Copy the rows from the line containing "outline orange sky" through the end of the rows, substituting "nonzero" for every occurrence of "even-odd" and leaving all other text unaltered.
* BEGIN Task inputs *
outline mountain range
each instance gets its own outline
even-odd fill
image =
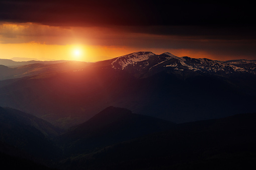
[[[256,111],[255,68],[254,60],[150,52],[95,63],[2,66],[0,106],[65,128],[109,106],[176,123],[221,118]]]

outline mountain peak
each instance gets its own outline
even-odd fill
[[[128,65],[134,65],[138,62],[148,60],[149,57],[155,55],[150,52],[137,52],[122,56],[114,60],[111,64],[114,69],[123,70]]]
[[[172,57],[177,57],[177,56],[176,56],[169,52],[165,52],[164,53],[162,53],[162,54],[167,55],[168,55],[169,56]]]

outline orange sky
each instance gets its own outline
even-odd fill
[[[146,32],[127,27],[57,27],[2,22],[0,58],[95,62],[137,51],[151,51],[156,54],[168,52],[179,57],[219,60],[250,59],[242,53],[235,53],[236,56],[227,53],[231,51],[229,46],[238,47],[234,40]],[[220,48],[222,49],[217,50]]]

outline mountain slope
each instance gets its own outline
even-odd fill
* END Task inputs *
# Solution for this exercise
outline orange sky
each instance gets its own outline
nonzero fill
[[[146,32],[127,27],[57,27],[2,22],[0,58],[95,62],[137,51],[151,51],[156,54],[168,52],[179,57],[219,60],[250,59],[242,53],[235,53],[236,56],[227,53],[231,51],[229,46],[238,47],[234,40]],[[220,48],[222,49],[217,50]]]

outline mountain slope
each instance gets its own outline
nonzero fill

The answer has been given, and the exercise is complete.